» EXERCISE GOAL
Provide an exact reproduction of every entry.
.....
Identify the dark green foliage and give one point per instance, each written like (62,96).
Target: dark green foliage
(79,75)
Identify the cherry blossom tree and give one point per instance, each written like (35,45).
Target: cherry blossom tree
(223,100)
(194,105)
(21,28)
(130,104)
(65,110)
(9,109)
.....
» RESULT
Identify the dark green foliage and give one point per instance, each written like (62,96).
Target: dark green foliage
(79,75)
Identify the cherry blossom tree and give one point per instance, each written like (35,45).
Target: cherry blossom tree
(223,100)
(194,105)
(21,28)
(130,104)
(65,110)
(9,109)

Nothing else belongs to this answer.